TASK PROMPT :: Return every line of the listing that contains the word "black", treating uppercase and lowercase as different.

** start of SOURCE DATA **

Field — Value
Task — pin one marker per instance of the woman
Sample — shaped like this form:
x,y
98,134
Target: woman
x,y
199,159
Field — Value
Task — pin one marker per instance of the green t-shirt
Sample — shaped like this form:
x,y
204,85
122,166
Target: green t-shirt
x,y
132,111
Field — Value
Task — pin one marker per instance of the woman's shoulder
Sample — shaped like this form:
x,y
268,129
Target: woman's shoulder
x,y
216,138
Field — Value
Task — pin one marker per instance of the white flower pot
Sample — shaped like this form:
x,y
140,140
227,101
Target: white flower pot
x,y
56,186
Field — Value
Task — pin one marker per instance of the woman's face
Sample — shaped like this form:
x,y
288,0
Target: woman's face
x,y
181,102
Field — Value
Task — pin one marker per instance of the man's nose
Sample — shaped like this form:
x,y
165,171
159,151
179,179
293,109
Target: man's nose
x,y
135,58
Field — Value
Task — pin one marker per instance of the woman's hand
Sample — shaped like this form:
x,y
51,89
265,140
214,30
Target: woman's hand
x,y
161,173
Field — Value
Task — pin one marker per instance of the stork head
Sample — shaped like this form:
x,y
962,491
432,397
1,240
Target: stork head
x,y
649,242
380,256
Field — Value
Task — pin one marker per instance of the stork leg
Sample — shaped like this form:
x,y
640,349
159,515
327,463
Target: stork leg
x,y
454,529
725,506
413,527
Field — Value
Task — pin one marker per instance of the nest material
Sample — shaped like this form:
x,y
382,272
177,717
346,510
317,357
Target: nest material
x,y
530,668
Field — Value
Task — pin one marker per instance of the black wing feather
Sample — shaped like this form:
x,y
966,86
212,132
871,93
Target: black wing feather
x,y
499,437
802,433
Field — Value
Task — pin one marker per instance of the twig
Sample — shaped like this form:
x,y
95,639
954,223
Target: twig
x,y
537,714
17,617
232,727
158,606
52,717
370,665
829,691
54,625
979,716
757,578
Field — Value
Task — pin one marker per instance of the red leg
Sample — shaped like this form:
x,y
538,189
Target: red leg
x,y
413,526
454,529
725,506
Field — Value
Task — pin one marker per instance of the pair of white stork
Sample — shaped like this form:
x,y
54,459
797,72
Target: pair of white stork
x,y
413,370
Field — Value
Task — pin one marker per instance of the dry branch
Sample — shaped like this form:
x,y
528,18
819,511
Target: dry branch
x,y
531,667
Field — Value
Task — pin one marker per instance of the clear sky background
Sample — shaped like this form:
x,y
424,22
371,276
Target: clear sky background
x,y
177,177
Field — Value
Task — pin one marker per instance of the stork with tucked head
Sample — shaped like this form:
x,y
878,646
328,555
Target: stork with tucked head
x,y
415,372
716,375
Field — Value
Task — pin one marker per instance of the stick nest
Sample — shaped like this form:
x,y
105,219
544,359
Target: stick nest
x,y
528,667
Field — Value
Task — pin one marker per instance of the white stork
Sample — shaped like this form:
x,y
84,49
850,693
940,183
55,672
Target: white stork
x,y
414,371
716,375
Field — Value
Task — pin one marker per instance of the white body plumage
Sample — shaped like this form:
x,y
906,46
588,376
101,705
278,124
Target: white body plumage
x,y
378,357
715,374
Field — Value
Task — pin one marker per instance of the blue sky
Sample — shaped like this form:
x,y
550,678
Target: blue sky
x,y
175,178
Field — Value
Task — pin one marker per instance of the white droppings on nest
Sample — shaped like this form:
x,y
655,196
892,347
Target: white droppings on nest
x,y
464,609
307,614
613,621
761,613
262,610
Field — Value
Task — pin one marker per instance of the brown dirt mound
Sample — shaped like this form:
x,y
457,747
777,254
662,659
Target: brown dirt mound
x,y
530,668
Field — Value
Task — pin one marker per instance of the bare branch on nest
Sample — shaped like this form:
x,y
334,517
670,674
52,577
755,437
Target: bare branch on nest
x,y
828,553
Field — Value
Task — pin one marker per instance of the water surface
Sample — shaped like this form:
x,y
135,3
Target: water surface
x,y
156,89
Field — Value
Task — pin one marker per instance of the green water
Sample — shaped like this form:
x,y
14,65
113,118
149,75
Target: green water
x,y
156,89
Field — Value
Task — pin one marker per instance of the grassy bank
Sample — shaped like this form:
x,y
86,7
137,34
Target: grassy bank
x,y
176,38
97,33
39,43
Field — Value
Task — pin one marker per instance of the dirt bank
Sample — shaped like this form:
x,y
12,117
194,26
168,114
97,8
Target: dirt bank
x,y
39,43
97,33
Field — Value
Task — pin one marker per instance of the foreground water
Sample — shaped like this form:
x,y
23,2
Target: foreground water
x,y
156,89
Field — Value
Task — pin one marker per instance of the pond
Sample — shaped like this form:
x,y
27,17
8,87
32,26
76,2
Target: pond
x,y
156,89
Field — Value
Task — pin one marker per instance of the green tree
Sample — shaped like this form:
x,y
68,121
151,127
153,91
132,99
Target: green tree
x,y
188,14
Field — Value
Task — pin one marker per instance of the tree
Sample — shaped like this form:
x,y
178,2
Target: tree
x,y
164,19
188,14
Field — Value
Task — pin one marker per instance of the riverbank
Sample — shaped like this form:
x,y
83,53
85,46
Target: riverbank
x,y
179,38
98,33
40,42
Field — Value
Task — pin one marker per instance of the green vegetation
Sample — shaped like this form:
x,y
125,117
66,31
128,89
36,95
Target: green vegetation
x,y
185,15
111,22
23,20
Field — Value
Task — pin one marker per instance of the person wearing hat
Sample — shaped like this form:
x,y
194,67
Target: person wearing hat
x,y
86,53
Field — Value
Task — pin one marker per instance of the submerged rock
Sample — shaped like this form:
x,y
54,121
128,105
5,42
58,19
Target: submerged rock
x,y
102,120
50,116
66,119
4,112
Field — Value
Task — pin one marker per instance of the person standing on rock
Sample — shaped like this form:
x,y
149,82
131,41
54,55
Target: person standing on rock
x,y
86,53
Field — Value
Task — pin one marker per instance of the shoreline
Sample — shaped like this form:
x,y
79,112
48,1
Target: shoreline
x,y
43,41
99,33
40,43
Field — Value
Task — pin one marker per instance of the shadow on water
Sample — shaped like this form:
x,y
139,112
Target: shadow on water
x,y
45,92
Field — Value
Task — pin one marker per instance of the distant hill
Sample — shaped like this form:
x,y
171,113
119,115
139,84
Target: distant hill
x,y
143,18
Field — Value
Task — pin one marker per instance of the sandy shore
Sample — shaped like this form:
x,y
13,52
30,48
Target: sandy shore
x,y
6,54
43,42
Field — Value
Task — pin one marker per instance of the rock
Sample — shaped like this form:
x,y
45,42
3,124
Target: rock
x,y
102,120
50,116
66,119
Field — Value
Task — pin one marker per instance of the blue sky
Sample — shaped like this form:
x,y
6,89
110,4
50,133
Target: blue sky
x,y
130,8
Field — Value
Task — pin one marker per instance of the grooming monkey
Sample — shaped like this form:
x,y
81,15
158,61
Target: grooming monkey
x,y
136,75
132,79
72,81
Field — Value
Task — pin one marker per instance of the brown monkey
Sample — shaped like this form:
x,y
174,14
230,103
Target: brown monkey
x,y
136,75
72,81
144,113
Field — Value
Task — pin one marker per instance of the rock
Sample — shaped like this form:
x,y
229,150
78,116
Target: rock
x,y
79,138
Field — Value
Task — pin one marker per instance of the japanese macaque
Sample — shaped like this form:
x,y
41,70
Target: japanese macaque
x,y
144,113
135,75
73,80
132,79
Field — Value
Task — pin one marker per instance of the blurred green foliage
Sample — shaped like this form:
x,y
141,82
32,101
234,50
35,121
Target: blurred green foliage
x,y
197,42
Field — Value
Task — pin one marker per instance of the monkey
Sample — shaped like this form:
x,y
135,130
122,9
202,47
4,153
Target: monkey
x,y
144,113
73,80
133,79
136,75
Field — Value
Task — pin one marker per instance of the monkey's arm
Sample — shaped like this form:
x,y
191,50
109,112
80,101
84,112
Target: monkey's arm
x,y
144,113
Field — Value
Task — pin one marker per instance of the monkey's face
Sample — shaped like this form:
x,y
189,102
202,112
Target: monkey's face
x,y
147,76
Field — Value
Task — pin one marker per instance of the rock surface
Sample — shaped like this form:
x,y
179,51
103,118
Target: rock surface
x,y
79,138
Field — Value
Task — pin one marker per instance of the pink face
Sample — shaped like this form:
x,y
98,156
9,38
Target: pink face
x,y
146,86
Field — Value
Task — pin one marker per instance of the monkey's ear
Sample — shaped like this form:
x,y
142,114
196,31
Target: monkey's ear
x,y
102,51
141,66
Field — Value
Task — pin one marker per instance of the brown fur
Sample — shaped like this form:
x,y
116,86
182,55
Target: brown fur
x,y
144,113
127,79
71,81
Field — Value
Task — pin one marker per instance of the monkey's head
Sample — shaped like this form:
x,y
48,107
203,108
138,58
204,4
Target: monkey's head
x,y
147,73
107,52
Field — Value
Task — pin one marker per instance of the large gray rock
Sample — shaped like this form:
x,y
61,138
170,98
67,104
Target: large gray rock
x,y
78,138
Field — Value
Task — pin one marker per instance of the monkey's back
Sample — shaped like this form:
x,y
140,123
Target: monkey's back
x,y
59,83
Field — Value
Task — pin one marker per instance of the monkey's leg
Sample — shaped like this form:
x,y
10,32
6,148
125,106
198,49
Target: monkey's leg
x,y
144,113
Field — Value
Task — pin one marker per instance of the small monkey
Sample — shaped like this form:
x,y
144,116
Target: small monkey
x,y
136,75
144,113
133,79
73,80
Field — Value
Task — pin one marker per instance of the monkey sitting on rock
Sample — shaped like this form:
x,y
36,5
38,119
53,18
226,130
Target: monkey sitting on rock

** end of SOURCE DATA **

COMPLETED TASK ::
Task — pin one marker per instance of the black wing feather
Target: black wing feather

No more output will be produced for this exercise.